--- EXERCISE REQUIREMENTS ---
In your reply, write out the records exactly, each line intact.

--- RECORDS SUPPLIED ---
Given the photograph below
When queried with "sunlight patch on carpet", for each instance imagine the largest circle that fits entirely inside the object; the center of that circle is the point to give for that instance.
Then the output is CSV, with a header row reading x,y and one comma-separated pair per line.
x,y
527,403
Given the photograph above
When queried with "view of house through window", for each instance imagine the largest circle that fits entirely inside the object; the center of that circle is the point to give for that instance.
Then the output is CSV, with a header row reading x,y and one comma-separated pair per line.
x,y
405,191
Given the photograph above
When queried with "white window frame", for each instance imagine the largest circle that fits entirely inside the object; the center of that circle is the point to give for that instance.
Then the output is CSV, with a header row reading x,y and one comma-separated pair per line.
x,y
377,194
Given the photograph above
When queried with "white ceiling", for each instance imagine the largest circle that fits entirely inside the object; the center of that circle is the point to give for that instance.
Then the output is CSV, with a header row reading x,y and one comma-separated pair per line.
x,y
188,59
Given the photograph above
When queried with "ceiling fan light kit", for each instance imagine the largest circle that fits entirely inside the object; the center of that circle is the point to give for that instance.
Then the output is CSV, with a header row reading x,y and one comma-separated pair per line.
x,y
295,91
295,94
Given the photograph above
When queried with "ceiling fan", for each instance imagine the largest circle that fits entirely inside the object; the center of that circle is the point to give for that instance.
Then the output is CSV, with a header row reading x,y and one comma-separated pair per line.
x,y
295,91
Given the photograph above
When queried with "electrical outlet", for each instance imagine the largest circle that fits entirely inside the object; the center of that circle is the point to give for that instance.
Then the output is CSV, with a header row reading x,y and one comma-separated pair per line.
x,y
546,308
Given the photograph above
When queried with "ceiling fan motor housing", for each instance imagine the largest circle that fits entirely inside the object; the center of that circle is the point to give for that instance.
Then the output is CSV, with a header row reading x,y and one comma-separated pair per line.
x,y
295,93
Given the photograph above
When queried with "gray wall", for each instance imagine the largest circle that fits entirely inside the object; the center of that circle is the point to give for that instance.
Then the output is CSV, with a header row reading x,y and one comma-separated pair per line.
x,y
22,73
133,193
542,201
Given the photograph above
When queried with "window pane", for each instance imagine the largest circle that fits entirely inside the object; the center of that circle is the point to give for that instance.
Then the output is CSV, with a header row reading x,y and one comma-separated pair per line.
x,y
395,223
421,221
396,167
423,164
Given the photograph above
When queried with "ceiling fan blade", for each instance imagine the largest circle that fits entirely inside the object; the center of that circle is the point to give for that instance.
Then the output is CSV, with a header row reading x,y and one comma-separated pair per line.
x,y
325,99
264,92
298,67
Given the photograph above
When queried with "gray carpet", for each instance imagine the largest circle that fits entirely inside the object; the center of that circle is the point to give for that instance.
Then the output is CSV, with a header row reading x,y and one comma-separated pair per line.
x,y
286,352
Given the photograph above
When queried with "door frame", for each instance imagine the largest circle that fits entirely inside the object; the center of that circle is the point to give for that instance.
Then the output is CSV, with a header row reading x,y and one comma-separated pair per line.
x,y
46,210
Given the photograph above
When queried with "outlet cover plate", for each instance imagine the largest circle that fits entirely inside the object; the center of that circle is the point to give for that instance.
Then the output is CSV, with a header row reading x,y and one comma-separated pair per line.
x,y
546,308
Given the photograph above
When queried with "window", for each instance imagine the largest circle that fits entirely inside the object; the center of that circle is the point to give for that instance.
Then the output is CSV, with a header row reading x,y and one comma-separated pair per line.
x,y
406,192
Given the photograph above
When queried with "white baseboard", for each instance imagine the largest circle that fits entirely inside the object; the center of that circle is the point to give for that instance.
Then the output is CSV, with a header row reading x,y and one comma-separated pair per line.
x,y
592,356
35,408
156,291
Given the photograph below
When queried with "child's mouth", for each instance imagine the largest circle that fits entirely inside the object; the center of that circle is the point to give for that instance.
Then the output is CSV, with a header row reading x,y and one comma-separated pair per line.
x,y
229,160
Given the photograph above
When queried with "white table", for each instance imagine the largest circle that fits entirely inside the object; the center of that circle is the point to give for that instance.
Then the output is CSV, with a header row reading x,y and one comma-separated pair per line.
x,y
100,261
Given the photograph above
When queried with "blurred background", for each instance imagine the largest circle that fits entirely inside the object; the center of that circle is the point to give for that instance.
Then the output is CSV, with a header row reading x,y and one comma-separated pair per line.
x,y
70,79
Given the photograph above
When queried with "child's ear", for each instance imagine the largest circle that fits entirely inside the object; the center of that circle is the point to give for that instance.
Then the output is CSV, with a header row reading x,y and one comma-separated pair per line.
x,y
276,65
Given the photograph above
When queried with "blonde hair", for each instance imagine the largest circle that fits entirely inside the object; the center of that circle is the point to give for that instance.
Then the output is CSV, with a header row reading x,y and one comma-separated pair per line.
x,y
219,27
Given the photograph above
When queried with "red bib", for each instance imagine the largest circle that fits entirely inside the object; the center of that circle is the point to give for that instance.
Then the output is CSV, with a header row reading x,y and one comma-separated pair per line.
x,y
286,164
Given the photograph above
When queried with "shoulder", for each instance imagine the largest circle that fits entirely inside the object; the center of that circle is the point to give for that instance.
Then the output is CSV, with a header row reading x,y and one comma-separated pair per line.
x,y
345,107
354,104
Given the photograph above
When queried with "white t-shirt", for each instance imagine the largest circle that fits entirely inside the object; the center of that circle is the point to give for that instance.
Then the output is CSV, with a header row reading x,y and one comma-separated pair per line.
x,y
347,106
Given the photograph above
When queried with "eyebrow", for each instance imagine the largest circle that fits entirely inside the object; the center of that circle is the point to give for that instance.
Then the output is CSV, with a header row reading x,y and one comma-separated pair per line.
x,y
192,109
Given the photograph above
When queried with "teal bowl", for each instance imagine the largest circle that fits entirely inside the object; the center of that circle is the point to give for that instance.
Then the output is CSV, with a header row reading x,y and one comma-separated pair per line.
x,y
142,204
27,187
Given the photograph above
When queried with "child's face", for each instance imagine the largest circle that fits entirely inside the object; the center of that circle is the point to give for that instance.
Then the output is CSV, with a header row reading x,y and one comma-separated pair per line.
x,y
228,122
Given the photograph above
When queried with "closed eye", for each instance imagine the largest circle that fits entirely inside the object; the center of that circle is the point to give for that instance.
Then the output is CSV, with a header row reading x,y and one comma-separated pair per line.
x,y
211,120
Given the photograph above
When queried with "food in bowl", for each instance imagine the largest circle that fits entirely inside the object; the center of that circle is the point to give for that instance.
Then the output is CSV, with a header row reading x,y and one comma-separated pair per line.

--- ANSWER TO THIS EXERCISE ---
Given the photograph below
When queried with "sunlight patch on carpet", for each instance imagine the largest circle that fits entirely inside the object; the center of that circle is the point to give for that instance.
Then the output is CSV, with a header row reading x,y and one comma-separated pair per line.
x,y
527,403
Given the photograph above
When queried with "view of house through window", for each instance imagine the largest circle that fits entirely inside the object; the center of that circle is the point to give for that instance.
Then the output is CSV, with a header row reading x,y and one comma-separated pair per line.
x,y
405,191
Given the photograph above
When queried with "white window frame", for each instance imagine the largest circle that fits entirely inside the object; the center of that circle is the point to give for that instance.
Then the output is CSV, with a header row reading x,y and one comma-separated pair per line.
x,y
377,194
Given the photograph above
When queried with "white ceiling", for each instance imagine the largest circle that fits entirely inside the object; the center of that circle is the point to give for that instance.
Then the output is CSV, with a header row reading x,y and one comma-separated pair per line.
x,y
188,59
Given the photograph above
When queried with "ceiling fan light kit", for each instance imagine the largest circle that fits entirely inside the object; the center of that circle is the point to give for that instance.
Then the output is CSV, with a header row reading x,y and one comma-separated pair per line.
x,y
295,91
295,94
Given the photograph above
When queried with "ceiling fan", for each instance imagine the largest circle that fits entirely inside the object; the center of that circle is the point to give for that instance.
Then the output is CSV, with a header row reading x,y and one comma-separated pair per line.
x,y
295,91
Given the photograph above
When queried with "electrical outlet", for each instance imagine the largest circle that fits entirely inside the object; the center of that circle is the point to give for that instance.
Then the output is CSV, with a header row reading x,y and one comma-separated pair per line.
x,y
546,308
Given the photograph above
When queried with "ceiling fan motor housing", for each instance imagine the largest circle that fits entirely inside the object; the center of that circle is the point to give for that instance.
Then the output is CSV, with a header row reading x,y and one comma-separated pair per line.
x,y
295,93
Given the photograph above
When queried with "gray wall", for each instance imagine the largest circle that fits entirely inside the object; the center of that circle is the point to give for that instance.
Then the output is CSV, with a header row reading x,y and one comma-separated pair per line.
x,y
22,73
133,193
542,201
Given the photograph above
When queried with "window pane", for each instance imagine the largest circle that fits entirely inside the object; the center of that circle is the point to give for that instance.
Then the output is CSV, with a header row reading x,y and one comma-separated pair per line.
x,y
395,223
421,221
396,167
423,164
Given the photograph above
When queried with "ceiling fan blade", for each instance imagine the largest circle that fits entirely inside the object; the center of that circle is the point to give for that instance.
Then the output is CSV, with a header row reading x,y and one comma-separated pair per line.
x,y
325,99
264,92
298,67
Given the photograph above
When queried with "gray carpet", for each instance imagine the largest circle that fits entirely inside the object; the center of that circle is the point to give for that instance.
Then the output is CSV, with a header row reading x,y and one comma-separated pair per line.
x,y
286,352
Given the photograph above
When queried with "door frame", for each instance imagine the largest circle that fits entirely inside the object; the center of that circle is the point to give for that instance.
Then the output is CSV, with a header row reading x,y and one comma-separated pair per line.
x,y
46,210
Given the photograph above
When queried with "outlet cover plate", for each instance imagine the largest circle that fits entirely inside the object; the center of that circle is the point to give for that instance.
Then the output is CSV, with a header row reading x,y and one comma-separated pair per line.
x,y
546,308
Given the photograph above
When queried with "window", for each instance imagine the largest circle that fits entirely inside the object; the center of that circle is the point to give for that instance.
Then the output is CSV, with a header row reading x,y and one comma-separated pair per line.
x,y
406,192
Given the photograph above
When queried with "white baseboard", for each instance imagine the largest circle that fits entirely inside the object; the center of that circle is the point to give for that instance.
Then the output is CSV, with a header row reading x,y and one comma-separated pair per line.
x,y
592,356
35,408
156,291
Given the photograph below
When queried with "child's mouth", for each instance imagine the largest circle that fits entirely inside the object; the center of that circle is the point to give for that instance.
Then the output is CSV, with a header row reading x,y and one comma-separated pair per line.
x,y
229,160
Given the photograph above
When queried with "white table", for each instance imagine the largest circle that fits entirely inside the object; the center of that circle is the point to give for that instance.
Then the output is CSV, with a header row reading x,y and one comma-separated pair per line.
x,y
100,261
Given the photograph above
When queried with "blurred background", for each instance imagine the largest circle that fits entirely inside the object; the center of that circle is the point to give for that instance.
Then the output is CSV, with a header row reading x,y and one comma-separated pair per line.
x,y
70,79
Given the photograph above
When queried with "child's ear", for each instance imagine the largest circle that fits entirely inside the object; the center of that circle is the point to give for that instance.
Then the output is CSV, with a header row reading x,y and one comma-separated pair per line.
x,y
276,65
Given the photograph above
When queried with "blonde hair", for each instance imagine the largest circle that fits entirely inside the object; the center of that circle is the point to give for that instance.
Then the output is CSV, with a header row reading x,y and one comma-separated pair per line.
x,y
219,27
Given the photograph above
When queried with "red bib", for each instance imagine the largest circle that fits entirely inside the object; the center of that circle is the point to give for that instance.
Then the output is CSV, with a header row reading x,y and one comma-separated pair per line.
x,y
286,164
Given the photograph above
When queried with "shoulder", for each instance imagine the largest circle that fits entirely inside the object; the center of that circle is the point to give for that instance.
Then the output is CSV, with a header row reading x,y and one comma-separated pair per line.
x,y
345,107
354,104
Given the photograph above
When queried with "white t-shirt", for each instance imagine the largest circle that fits entirely inside the object; the center of that circle is the point to give for that instance.
Then the output is CSV, with a header row reading x,y and one comma-separated pair per line.
x,y
347,106
Given the photograph above
When queried with "eyebrow", for each instance imagine the largest circle that fits entirely inside the object; the center of that circle is the point to give for that instance.
Then the output is CSV, with a header row reading x,y and one comma-separated pair per line.
x,y
192,109
Given the photograph above
When queried with "teal bowl", for each instance imagine the largest circle that fits entirely inside the object; the center of that circle is the point to give for that instance.
Then the output is CSV, with a header row reading x,y and one comma-separated pair per line.
x,y
142,204
27,187
Given the photograph above
When queried with "child's face", for each instance imagine the largest circle that fits entirely inside the object; the center of that circle is the point to give for that instance.
Then the output is CSV, with a header row reading x,y and one comma-separated pair per line.
x,y
228,122
Given the photograph above
When queried with "closed eye", for each instance imagine the largest circle that fits entirely inside the object; the center of that circle is the point to give for that instance.
Then the output is CSV, with a header row reading x,y and one comma-separated pair per line.
x,y
211,120
Given the photograph above
When queried with "food in bowl", for each instance imagine the largest circle that fits entirely inside the object; the center of that circle is the point to give for that instance.
Then the output is CSV, with a header row reading x,y and one comma-separated pair per line.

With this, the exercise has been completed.